→ **Assigned task**:
Within the lines below, find those that hold the string "potato" and copy each one.

→ **Data to use**:
=======

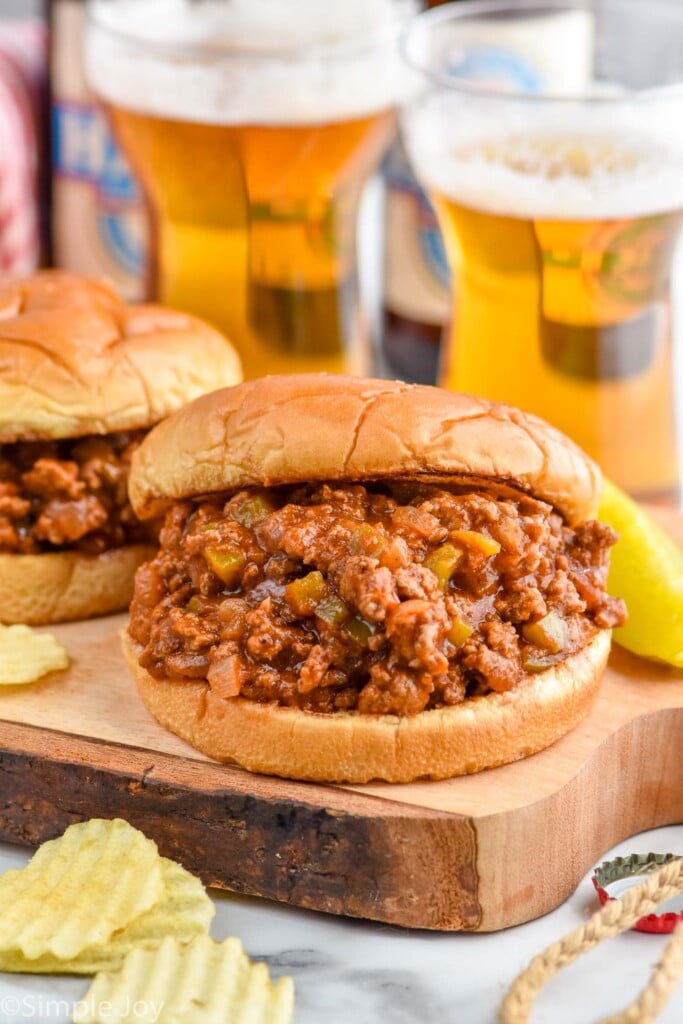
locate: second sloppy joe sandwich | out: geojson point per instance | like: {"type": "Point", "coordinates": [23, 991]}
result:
{"type": "Point", "coordinates": [361, 579]}
{"type": "Point", "coordinates": [83, 377]}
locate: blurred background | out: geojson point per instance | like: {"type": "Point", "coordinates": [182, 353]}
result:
{"type": "Point", "coordinates": [519, 238]}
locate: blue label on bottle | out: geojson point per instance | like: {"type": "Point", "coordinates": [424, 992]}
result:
{"type": "Point", "coordinates": [84, 150]}
{"type": "Point", "coordinates": [493, 66]}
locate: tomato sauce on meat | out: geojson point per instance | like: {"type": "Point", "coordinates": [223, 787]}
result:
{"type": "Point", "coordinates": [379, 599]}
{"type": "Point", "coordinates": [69, 495]}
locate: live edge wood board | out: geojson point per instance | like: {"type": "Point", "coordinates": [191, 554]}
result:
{"type": "Point", "coordinates": [478, 853]}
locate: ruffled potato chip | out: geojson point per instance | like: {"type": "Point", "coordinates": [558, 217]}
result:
{"type": "Point", "coordinates": [204, 982]}
{"type": "Point", "coordinates": [27, 655]}
{"type": "Point", "coordinates": [78, 890]}
{"type": "Point", "coordinates": [183, 911]}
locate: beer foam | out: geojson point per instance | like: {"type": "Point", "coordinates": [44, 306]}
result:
{"type": "Point", "coordinates": [583, 166]}
{"type": "Point", "coordinates": [248, 61]}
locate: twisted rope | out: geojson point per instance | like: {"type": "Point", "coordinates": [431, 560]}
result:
{"type": "Point", "coordinates": [613, 918]}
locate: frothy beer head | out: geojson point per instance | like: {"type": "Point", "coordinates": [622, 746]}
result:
{"type": "Point", "coordinates": [248, 61]}
{"type": "Point", "coordinates": [577, 175]}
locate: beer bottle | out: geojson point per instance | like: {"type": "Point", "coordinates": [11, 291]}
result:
{"type": "Point", "coordinates": [417, 281]}
{"type": "Point", "coordinates": [98, 218]}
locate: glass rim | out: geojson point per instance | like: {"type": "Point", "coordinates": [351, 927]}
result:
{"type": "Point", "coordinates": [203, 51]}
{"type": "Point", "coordinates": [466, 9]}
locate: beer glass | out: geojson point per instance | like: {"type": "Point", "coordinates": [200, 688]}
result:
{"type": "Point", "coordinates": [253, 127]}
{"type": "Point", "coordinates": [555, 163]}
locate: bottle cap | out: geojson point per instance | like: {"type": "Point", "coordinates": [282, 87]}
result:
{"type": "Point", "coordinates": [613, 878]}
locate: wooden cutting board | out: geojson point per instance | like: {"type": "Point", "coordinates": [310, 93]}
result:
{"type": "Point", "coordinates": [477, 853]}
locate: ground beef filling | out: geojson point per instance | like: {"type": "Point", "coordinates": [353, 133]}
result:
{"type": "Point", "coordinates": [69, 495]}
{"type": "Point", "coordinates": [370, 599]}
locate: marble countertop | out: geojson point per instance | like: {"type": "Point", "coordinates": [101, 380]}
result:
{"type": "Point", "coordinates": [350, 971]}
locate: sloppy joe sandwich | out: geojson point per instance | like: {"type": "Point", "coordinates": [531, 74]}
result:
{"type": "Point", "coordinates": [361, 579]}
{"type": "Point", "coordinates": [82, 379]}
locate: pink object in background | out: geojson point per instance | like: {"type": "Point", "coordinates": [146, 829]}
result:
{"type": "Point", "coordinates": [23, 61]}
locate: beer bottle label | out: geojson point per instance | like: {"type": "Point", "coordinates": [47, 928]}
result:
{"type": "Point", "coordinates": [98, 216]}
{"type": "Point", "coordinates": [603, 293]}
{"type": "Point", "coordinates": [417, 276]}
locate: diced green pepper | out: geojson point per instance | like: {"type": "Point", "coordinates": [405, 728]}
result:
{"type": "Point", "coordinates": [442, 563]}
{"type": "Point", "coordinates": [332, 609]}
{"type": "Point", "coordinates": [549, 633]}
{"type": "Point", "coordinates": [460, 632]}
{"type": "Point", "coordinates": [358, 630]}
{"type": "Point", "coordinates": [532, 662]}
{"type": "Point", "coordinates": [367, 541]}
{"type": "Point", "coordinates": [475, 541]}
{"type": "Point", "coordinates": [304, 595]}
{"type": "Point", "coordinates": [253, 510]}
{"type": "Point", "coordinates": [227, 563]}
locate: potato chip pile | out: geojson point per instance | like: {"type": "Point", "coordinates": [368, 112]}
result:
{"type": "Point", "coordinates": [101, 899]}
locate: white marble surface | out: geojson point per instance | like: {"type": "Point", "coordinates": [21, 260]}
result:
{"type": "Point", "coordinates": [349, 971]}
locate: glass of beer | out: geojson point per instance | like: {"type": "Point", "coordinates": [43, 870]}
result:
{"type": "Point", "coordinates": [253, 127]}
{"type": "Point", "coordinates": [549, 134]}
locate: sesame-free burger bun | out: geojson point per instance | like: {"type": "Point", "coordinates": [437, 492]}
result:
{"type": "Point", "coordinates": [295, 428]}
{"type": "Point", "coordinates": [61, 586]}
{"type": "Point", "coordinates": [347, 747]}
{"type": "Point", "coordinates": [76, 359]}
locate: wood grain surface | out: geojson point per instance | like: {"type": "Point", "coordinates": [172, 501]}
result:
{"type": "Point", "coordinates": [478, 853]}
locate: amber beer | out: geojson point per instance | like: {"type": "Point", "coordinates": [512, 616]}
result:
{"type": "Point", "coordinates": [255, 229]}
{"type": "Point", "coordinates": [565, 314]}
{"type": "Point", "coordinates": [561, 214]}
{"type": "Point", "coordinates": [253, 153]}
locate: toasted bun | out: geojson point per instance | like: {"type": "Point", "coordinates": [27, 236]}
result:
{"type": "Point", "coordinates": [62, 586]}
{"type": "Point", "coordinates": [346, 747]}
{"type": "Point", "coordinates": [75, 359]}
{"type": "Point", "coordinates": [295, 428]}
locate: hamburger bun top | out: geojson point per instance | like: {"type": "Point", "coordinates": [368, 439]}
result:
{"type": "Point", "coordinates": [302, 427]}
{"type": "Point", "coordinates": [75, 359]}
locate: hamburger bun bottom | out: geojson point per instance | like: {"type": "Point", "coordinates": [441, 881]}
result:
{"type": "Point", "coordinates": [348, 747]}
{"type": "Point", "coordinates": [58, 587]}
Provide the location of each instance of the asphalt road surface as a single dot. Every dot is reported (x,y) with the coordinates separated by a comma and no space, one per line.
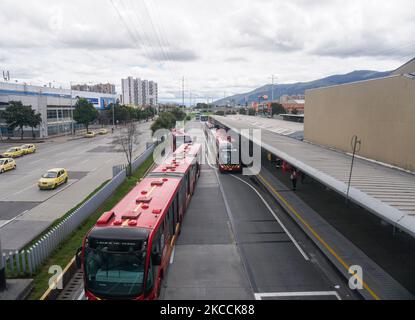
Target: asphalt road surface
(236,243)
(25,211)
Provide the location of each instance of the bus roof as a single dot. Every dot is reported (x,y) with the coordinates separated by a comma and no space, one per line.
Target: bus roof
(143,206)
(146,203)
(180,160)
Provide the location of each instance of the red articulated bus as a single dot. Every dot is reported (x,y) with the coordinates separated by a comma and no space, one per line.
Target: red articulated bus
(126,254)
(227,153)
(179,138)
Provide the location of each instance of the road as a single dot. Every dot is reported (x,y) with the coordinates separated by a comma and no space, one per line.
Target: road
(237,243)
(25,211)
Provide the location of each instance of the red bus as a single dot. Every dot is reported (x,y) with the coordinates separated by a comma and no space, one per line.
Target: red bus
(226,151)
(179,138)
(126,254)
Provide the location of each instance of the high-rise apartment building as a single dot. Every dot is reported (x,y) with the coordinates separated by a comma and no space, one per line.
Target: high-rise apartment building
(100,88)
(139,92)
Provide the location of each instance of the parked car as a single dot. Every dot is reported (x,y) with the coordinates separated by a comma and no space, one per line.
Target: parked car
(7,164)
(53,178)
(28,148)
(14,152)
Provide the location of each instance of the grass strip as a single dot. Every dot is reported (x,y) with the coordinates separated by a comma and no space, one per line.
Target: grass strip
(67,249)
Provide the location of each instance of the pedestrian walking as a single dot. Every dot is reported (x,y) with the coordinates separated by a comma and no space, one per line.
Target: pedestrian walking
(293,178)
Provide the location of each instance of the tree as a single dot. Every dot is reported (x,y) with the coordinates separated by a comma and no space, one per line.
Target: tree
(251,111)
(127,138)
(17,116)
(85,112)
(277,108)
(202,106)
(34,119)
(178,114)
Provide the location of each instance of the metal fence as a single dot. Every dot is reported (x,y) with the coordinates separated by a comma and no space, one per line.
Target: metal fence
(27,261)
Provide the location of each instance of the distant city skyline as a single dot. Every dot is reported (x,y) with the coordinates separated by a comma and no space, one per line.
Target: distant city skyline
(217,46)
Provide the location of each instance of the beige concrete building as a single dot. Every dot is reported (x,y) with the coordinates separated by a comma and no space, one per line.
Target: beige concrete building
(381,112)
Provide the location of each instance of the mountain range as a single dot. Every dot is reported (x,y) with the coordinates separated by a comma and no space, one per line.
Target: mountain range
(299,87)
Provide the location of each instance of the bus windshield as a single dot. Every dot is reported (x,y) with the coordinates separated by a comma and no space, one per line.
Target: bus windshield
(228,156)
(115,268)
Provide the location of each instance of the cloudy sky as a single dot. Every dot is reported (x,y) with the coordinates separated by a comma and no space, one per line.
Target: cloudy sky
(219,46)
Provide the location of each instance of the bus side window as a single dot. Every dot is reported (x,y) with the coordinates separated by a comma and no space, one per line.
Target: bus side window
(175,212)
(182,197)
(171,221)
(188,183)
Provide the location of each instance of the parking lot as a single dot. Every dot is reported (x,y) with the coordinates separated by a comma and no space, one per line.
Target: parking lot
(25,211)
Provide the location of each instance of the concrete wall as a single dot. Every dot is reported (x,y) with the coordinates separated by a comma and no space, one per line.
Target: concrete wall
(381,112)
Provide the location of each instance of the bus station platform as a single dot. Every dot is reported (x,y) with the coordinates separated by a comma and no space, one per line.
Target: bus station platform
(376,283)
(386,192)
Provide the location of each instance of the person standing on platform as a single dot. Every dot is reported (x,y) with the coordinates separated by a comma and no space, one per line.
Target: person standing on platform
(293,177)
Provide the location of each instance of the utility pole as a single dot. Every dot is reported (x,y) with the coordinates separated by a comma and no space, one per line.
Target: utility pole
(72,121)
(183,92)
(355,143)
(272,88)
(2,271)
(113,116)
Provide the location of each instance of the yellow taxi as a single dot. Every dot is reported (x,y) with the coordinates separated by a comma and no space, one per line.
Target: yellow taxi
(53,178)
(28,148)
(13,152)
(7,164)
(90,134)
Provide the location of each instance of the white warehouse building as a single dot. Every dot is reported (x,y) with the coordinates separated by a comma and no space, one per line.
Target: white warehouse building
(55,106)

=======

→ **Output**:
locate: ruffled potato chip | out: geojson point per instance | like: {"type": "Point", "coordinates": [558, 217]}
locate: potato chip pile | out: geojson point per instance | like: {"type": "Point", "coordinates": [368, 112]}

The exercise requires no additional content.